Stored data entries
┌──

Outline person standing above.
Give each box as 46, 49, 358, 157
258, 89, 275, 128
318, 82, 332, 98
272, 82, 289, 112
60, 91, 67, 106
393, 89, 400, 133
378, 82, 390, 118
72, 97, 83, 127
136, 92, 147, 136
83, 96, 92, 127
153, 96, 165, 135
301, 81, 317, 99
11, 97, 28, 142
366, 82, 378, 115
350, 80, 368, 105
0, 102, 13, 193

└──

### TASK DIRECTIONS
Express the listing as a two-column CSV with the header request,response. Give one row per request, putting its text and its answer each in a single quoted field with line breaks replaced by spaces.

### OUTPUT
request,response
"Outline person standing above. Give each box as 46, 49, 358, 157","258, 89, 275, 128 318, 82, 332, 98 272, 82, 289, 112 60, 91, 67, 106 393, 89, 400, 133 378, 82, 390, 118 72, 97, 83, 127 136, 92, 147, 136 83, 96, 92, 127 153, 96, 165, 135 301, 81, 317, 99 11, 97, 28, 142 366, 82, 378, 115 350, 80, 368, 105 0, 102, 13, 193"